Smoking in the Nordic countries

Even before Norway banned smoking in public arenas in 2004 and the other Nordic countries followed suit, the percentage of the population who smoke has been diminishing and continues to do so, although Swedish snuff (snus) can be chosen as an alternative.

No smoking sign
'Smoking forbidden' sign in Swedish. Public areas where people can smoke freely have been on the retreat since the 1980s. Photo:

Owing to relentless public campaigning against smoking, heavy indirect taxation on tobacco and a rapid change in cultural norms, the prevalence of tobacco smoking in the Nordic countries has declined rapidly since the 1990s. In 2019, just 10% of the adult Swedish population and 16% of Danes reported that they smoked on a daily basis, while the figures for Norway and Finland were 17% and 19%, respectively.

In all the Nordic countries, public arenas where smoking is permitted have diminished since the 1980s. Smoking has successively been abolished from trains, trams, public offices, workplaces, as well as from restaurants and bars. Smoking is in this way increasingly becoming a private, mainly outdoors activity. Today, smoking is also to some extent associated with class, although less so than in many other countries: it is increasingly seen as a habit of the poor, the rural, certain ethnic minorities and the working class.

As the second country in the world after Ireland, Norway banned smoking from all public indoor venues, including bars, restaurants and nightclubs, on 1 June 2004. Popular opinion associated the ban with an unpopular minister of health, but in fact, the measure was supported by a majority of the Storting (parliament). The restaurant business reacted warily and feared numerous bankruptcies. Many cafes and bars responded by furnishing their outdoor serving areas with heaters and blankets. Semi-legal clubs for smokers also appeared. The other Nordic countries soon followed suit with similar laws, and with the hindsight of about 15 years, it can now be confirmed that the measures have been successful; few if any bankruptcies can be blamed on the smoking bans, which now have the support of a majority of the population in all the Nordic countries.

A Swedish alternative to smoking, snus (Swedish snuff or smokefree tobacco), has become increasingly widespread in the other Nordic countries as well. The health risks associated with snus are still debated, but they have apparently been proved to be far less serious than the cancer risks incurred by smoking. It is also difficult to prevent restaurant-goers from using snus.

## Data for review

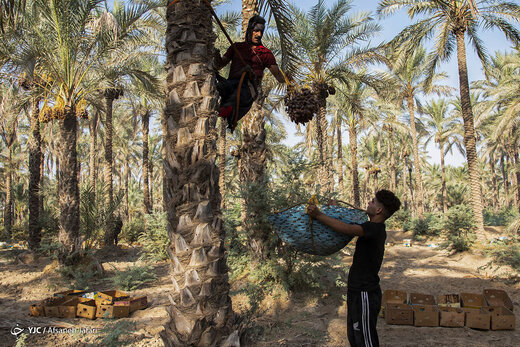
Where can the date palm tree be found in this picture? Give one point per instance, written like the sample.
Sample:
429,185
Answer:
451,22
9,112
322,35
200,308
442,128
411,79
501,89
351,99
122,67
68,44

## Task
According to the text on smoking in the Nordic countries, on what date did Norway ban smoking from all public indoor venues?

## Task solution
1 June 2004